◆ Directions for this task:
From the line with "Target: pink rose bud" through the line with "Target: rose bush", inclusive, return each line of the data below exactly and leave the rest out.

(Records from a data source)
- - - - - - -
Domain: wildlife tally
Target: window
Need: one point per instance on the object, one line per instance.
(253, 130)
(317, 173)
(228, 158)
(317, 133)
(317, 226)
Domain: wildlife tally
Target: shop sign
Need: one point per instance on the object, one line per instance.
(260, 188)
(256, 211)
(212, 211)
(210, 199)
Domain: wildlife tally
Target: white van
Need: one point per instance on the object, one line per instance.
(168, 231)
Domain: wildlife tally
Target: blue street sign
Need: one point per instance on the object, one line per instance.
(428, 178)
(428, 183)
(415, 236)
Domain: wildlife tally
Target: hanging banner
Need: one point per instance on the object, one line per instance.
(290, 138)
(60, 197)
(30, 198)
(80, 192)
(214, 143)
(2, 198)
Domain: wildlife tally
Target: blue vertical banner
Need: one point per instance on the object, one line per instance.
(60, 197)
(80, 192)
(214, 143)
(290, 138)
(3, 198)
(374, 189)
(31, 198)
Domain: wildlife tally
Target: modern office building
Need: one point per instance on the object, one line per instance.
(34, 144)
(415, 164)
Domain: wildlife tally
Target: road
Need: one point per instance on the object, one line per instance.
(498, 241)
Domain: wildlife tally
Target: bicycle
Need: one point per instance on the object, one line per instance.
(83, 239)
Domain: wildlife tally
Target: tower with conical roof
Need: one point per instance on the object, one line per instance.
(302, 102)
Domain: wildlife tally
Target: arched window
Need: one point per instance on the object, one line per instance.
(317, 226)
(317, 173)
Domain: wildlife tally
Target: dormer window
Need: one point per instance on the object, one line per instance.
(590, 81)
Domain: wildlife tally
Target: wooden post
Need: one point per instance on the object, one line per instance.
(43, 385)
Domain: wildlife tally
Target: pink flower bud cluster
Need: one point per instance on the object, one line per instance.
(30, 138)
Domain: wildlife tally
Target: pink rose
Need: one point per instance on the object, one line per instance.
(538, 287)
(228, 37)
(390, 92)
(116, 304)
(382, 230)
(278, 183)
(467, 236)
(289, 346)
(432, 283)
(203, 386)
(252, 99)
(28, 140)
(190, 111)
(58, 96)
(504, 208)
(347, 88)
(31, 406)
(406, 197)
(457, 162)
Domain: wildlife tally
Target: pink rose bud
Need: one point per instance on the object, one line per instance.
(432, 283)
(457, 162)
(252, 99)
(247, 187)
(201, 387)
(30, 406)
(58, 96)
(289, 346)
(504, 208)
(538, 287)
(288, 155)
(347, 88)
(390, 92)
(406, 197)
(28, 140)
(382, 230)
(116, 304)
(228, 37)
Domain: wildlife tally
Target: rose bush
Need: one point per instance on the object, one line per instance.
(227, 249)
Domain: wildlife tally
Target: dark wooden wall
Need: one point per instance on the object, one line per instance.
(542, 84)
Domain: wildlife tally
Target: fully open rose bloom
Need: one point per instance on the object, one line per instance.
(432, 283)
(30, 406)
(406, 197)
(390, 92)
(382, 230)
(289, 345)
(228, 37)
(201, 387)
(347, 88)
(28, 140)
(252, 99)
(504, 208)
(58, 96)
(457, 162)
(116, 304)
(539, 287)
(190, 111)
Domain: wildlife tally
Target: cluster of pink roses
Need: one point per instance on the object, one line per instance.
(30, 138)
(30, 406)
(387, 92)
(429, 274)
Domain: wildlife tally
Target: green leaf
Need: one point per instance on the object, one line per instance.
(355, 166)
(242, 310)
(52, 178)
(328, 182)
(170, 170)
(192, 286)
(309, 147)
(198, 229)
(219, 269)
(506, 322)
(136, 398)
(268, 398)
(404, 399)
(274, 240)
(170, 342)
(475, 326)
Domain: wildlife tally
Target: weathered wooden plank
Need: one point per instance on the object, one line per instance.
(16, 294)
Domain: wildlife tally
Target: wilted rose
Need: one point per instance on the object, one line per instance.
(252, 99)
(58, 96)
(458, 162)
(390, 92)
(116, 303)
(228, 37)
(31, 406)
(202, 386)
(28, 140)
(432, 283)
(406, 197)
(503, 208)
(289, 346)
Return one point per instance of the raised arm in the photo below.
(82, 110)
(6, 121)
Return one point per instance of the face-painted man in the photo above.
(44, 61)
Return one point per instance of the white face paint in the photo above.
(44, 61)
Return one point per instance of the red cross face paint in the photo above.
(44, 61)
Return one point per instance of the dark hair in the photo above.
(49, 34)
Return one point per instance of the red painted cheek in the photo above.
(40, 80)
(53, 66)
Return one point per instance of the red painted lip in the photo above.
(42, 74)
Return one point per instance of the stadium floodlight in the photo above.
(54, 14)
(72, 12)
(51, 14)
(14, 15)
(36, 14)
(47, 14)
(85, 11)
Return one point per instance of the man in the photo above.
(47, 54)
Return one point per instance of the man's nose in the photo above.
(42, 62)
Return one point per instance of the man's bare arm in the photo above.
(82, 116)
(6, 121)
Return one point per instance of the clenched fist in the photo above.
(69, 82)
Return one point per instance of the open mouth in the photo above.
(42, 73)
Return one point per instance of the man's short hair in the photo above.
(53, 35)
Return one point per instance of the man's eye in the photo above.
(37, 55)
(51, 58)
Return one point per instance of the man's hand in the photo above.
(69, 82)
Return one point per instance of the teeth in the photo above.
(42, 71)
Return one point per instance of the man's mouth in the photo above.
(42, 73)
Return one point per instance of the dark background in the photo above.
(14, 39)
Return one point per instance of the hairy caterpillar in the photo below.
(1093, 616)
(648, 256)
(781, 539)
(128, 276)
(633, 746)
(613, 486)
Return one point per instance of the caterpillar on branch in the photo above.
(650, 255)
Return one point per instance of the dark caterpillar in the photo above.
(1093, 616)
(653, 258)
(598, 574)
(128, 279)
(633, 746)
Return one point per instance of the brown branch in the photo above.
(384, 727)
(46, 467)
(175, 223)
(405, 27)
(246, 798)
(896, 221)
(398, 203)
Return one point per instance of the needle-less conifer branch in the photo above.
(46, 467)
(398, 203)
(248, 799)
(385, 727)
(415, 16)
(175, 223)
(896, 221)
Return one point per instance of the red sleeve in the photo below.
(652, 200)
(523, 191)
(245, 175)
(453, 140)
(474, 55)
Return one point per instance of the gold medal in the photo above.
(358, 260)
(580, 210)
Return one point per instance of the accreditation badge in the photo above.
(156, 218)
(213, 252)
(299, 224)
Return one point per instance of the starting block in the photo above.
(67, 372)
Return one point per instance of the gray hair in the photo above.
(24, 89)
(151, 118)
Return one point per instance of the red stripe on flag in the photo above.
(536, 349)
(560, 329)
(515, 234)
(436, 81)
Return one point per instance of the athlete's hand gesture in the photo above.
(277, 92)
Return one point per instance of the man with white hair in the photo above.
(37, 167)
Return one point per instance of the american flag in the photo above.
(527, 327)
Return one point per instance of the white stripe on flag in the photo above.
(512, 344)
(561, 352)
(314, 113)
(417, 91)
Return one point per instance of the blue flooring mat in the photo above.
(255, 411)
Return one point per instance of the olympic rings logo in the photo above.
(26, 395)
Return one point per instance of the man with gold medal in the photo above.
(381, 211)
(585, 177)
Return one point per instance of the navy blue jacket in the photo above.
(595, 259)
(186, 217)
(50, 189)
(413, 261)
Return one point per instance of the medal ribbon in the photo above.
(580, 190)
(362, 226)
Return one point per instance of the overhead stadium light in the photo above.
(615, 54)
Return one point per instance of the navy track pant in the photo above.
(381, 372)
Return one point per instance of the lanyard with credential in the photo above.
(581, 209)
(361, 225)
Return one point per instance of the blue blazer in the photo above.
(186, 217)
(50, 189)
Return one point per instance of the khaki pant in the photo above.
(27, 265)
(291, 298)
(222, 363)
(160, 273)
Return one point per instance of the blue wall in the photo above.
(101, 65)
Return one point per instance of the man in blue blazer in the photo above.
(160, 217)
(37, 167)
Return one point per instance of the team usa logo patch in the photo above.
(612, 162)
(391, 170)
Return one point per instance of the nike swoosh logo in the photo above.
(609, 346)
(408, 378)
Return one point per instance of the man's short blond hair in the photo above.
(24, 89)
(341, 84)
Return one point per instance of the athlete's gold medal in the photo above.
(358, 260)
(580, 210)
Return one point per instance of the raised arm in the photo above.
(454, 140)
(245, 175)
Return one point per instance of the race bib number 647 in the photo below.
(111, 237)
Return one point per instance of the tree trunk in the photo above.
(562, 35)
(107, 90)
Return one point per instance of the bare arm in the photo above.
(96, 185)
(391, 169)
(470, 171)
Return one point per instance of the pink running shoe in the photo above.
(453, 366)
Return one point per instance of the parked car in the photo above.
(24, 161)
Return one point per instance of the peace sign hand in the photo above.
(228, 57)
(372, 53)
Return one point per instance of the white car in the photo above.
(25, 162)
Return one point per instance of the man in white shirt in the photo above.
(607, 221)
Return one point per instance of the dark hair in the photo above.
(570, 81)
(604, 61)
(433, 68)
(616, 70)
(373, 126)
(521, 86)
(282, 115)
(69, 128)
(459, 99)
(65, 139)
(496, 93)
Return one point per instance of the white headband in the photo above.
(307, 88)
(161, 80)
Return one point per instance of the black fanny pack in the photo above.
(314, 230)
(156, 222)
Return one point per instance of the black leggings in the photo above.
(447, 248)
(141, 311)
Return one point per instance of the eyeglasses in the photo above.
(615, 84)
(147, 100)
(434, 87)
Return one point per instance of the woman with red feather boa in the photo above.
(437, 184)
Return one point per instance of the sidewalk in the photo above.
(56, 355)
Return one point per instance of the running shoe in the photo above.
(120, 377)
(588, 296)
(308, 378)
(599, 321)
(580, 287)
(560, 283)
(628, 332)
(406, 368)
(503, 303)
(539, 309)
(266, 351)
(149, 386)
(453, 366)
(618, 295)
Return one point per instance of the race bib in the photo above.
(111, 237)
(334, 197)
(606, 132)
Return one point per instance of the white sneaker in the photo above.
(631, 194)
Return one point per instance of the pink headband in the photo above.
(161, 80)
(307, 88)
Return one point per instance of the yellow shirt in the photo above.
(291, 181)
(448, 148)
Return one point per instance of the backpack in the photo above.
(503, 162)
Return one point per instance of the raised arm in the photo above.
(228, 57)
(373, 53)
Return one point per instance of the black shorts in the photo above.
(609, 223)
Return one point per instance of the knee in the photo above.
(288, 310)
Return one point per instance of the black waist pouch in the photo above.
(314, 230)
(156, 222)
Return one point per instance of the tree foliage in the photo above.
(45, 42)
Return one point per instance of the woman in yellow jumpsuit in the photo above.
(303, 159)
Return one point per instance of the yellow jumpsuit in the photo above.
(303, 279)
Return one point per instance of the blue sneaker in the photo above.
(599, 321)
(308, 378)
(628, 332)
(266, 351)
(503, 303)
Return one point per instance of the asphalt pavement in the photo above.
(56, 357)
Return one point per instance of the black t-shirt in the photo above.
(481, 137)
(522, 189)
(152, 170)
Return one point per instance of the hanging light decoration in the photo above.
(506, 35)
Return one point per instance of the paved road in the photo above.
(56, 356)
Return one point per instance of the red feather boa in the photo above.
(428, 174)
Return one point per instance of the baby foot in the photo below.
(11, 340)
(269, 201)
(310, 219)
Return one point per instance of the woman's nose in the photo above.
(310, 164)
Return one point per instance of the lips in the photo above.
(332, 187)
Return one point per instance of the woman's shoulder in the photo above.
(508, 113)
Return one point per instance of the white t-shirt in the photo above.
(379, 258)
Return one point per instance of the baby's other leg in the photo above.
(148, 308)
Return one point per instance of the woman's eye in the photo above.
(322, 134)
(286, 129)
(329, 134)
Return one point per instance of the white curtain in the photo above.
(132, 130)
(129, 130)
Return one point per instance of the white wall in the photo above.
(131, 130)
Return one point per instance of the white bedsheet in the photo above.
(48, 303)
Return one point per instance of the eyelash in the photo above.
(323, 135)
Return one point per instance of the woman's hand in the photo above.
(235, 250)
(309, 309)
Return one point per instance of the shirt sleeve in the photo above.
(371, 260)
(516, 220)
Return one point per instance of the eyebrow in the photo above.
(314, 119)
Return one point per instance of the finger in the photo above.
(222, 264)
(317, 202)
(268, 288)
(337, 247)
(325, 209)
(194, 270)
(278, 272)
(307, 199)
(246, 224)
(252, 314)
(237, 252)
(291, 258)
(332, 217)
- - - - - - -
◆ Solution below:
Target: pink rose bud
Need: one point per instance on the object, one line per instance.
(432, 283)
(457, 162)
(252, 99)
(247, 187)
(201, 387)
(30, 406)
(58, 96)
(289, 346)
(504, 208)
(538, 287)
(288, 155)
(347, 88)
(390, 92)
(406, 197)
(28, 140)
(382, 230)
(116, 304)
(228, 37)
Domain: wildlife tally
Target: rose bush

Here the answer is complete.